This photo shows a patient carried by medical workers on a stretcher at Seoul National University's teaching hospital in Seoul on Tuesday. (Yonhap)
This photo shows a patient carried by medical workers on a stretcher at Seoul National University's teaching hospital in Seoul on Tuesday. (Yonhap)

President Yoon Suk Yeol on Tuesday laid out a plan to raise physicians' fees temporarily during the next two weeks, as the crisis in short-staffed emergency rooms in South Korean hospitals is expected to deepen during the Chuseok holiday in mid-September.

Yoon said in a Cabinet meeting that fees for emergency room doctors -- supported by the nation's universal single-payer health care system -- will be temporarily raised 3.5 times what they currently are during the period.

The hikes will be effective from Wednesday Sept. 11 until Sept. 25, as Yoon announced Tuesday that South Korea will introduce a nationwide alert on emergency room operations during the two weeks including the Chuseok holiday period to ensure patients' access to emergency medical services. According to Seoul, the government has allocated 28.5 billion won ($21.2 million) to make up for the cost of emergency room operations, including the temporary fee hikes, during this two-week period.

## STUDY QUESTIONS
**1.** According to the news excerpt, by how much will fees for emergency room doctors be temporarily raised?
**2.** Reproduce the stretch of the news excerpt from "President Yoon Suk" through "holiday in mid-September.".
The listing has no connection to the news excerpt.

## DATA PROVIDED
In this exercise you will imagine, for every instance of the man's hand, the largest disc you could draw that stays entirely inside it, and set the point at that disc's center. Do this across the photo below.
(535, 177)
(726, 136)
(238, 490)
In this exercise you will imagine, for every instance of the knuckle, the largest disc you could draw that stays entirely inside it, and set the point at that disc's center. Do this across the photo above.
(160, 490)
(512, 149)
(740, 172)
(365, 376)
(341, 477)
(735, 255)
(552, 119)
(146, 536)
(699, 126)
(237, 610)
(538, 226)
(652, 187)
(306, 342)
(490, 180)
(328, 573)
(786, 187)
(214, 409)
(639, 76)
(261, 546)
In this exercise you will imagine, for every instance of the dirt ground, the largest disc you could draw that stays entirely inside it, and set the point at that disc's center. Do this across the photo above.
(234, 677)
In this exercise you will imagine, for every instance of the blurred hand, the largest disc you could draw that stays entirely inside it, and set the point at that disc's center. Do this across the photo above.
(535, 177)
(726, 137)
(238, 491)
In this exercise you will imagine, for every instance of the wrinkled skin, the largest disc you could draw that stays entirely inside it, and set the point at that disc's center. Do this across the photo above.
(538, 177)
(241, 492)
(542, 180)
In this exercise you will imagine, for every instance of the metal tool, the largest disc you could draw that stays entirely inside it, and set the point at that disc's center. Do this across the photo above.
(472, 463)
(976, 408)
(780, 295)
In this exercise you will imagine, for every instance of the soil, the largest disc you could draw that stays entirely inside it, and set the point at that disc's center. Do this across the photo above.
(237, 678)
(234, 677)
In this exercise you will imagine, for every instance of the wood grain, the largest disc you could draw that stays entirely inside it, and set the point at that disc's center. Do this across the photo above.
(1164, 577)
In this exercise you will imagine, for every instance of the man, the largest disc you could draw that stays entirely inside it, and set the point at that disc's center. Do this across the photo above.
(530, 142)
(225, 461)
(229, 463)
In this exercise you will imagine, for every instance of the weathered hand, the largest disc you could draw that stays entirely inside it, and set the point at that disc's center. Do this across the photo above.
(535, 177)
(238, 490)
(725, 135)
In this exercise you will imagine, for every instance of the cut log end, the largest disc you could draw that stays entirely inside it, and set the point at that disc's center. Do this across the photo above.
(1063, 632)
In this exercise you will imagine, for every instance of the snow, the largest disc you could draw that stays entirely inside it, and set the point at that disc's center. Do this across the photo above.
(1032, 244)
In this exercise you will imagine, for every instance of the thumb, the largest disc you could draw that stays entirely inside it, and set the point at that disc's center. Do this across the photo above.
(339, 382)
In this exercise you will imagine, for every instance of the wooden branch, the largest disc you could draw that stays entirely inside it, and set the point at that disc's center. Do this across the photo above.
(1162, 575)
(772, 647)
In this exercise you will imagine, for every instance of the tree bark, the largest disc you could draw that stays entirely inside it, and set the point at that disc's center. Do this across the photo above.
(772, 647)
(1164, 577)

## YOUR WRITTEN ANSWERS
**1.** They will be raised to 3.5 times their current level.

**2.**
President Yoon Suk Yeol on Tuesday laid out a plan to raise physicians' fees temporarily during the next two weeks, as the crisis in short-staffed emergency rooms in South Korean hospitals is expected to deepen during the Chuseok holiday in mid-September.